* Instructions to follow *
Reproduce each line below with no alterations.

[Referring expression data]
******************************
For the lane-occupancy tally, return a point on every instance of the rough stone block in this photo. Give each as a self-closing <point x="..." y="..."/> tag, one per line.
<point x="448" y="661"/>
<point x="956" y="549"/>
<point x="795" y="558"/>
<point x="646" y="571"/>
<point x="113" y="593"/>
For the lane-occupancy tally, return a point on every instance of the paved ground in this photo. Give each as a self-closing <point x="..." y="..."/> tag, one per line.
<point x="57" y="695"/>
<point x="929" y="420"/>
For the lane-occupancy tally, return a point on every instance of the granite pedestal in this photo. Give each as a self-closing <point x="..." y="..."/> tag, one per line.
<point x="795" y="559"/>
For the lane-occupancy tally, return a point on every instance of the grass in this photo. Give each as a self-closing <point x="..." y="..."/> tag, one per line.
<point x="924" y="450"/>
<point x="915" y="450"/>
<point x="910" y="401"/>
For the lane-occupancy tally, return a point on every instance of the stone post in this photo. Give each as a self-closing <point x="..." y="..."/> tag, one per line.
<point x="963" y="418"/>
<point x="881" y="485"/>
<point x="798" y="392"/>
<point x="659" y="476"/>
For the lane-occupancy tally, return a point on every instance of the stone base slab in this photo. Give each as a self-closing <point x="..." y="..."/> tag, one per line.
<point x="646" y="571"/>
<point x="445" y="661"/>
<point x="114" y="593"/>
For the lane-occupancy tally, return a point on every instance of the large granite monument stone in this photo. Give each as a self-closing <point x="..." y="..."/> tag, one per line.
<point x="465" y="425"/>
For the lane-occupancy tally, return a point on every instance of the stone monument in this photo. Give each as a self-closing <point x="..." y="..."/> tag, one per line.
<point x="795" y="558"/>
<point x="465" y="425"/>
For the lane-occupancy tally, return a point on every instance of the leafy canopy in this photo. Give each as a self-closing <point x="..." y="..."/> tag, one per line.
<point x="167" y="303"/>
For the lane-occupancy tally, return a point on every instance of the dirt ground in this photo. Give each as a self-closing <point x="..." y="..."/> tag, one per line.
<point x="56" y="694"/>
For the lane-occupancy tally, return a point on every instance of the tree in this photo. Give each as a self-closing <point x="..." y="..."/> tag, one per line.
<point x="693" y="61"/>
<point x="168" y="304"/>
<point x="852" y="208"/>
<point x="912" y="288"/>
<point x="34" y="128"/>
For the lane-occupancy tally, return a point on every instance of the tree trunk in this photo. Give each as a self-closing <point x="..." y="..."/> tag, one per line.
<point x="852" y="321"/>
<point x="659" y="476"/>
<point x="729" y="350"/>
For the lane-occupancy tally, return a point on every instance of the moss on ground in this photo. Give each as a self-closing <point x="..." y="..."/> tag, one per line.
******************************
* Written solution *
For the lane-occupancy tally, return a point on every instance of the rough stone block in this photo. Give each as a self-closing <point x="..." y="..."/> tag, one per line.
<point x="448" y="661"/>
<point x="956" y="549"/>
<point x="795" y="558"/>
<point x="646" y="571"/>
<point x="113" y="593"/>
For the lane-occupancy tally, return a point on every instance of the paved ground in this photo. Give each as a self-closing <point x="..." y="..."/> tag, one per line.
<point x="57" y="695"/>
<point x="929" y="420"/>
For the lane-occupancy tally, return a point on every instance of the granite pedestal in this photo. Give each as a self-closing <point x="..." y="..."/> tag, one per line.
<point x="795" y="559"/>
For the lane-occupancy tally, return a point on every instance of the grass in this photo. Give each as a self-closing <point x="..." y="..."/> tag, one per line.
<point x="924" y="450"/>
<point x="915" y="450"/>
<point x="910" y="401"/>
For the lane-occupancy tally, return a point on every instance of the stone post in this photo. Give each as a self-closing <point x="..." y="..."/> tag, one per line.
<point x="963" y="418"/>
<point x="881" y="485"/>
<point x="798" y="392"/>
<point x="659" y="476"/>
For the lane-occupancy tally, return a point on every instance of the stone base slab in this photo. Give each as a self-closing <point x="..." y="..."/> tag, one per line.
<point x="646" y="571"/>
<point x="445" y="661"/>
<point x="114" y="593"/>
For the lane-occupancy tally, return a point on every instance of the large granite monument stone in this photo. Give each as a self-closing <point x="..." y="..."/> tag, one per line.
<point x="465" y="425"/>
For the lane-occupancy tally, return a point on every instance of the stone monument in this photo. Give each as a self-closing <point x="..." y="..."/> tag, one per line.
<point x="795" y="558"/>
<point x="465" y="425"/>
For the lane-occupancy tally, return a point on every instance of the leafy canopy in this photo. Give each as a self-closing <point x="..." y="..."/> tag, one per line.
<point x="167" y="303"/>
For the lane-occupancy tally, return a point on every instance of the dirt ground in this photo. Give each as a self-closing <point x="..." y="..."/> tag, one per line.
<point x="56" y="694"/>
For the lane-occupancy tally, return a point on every instance of the tree in this photo. Give each as a self-closing <point x="..." y="..."/> tag, one per line.
<point x="693" y="61"/>
<point x="168" y="304"/>
<point x="852" y="208"/>
<point x="912" y="288"/>
<point x="34" y="128"/>
For the lane-occupancy tally, return a point on every instance of the tree trunk in this photo. Give each as a self-closing <point x="..." y="..."/> tag, one per line.
<point x="852" y="321"/>
<point x="659" y="476"/>
<point x="729" y="350"/>
For the lane-occupancy tally, return a point on every instance of the moss on ground in this photo. Give each as a self-closing <point x="..." y="..."/> tag, one per line.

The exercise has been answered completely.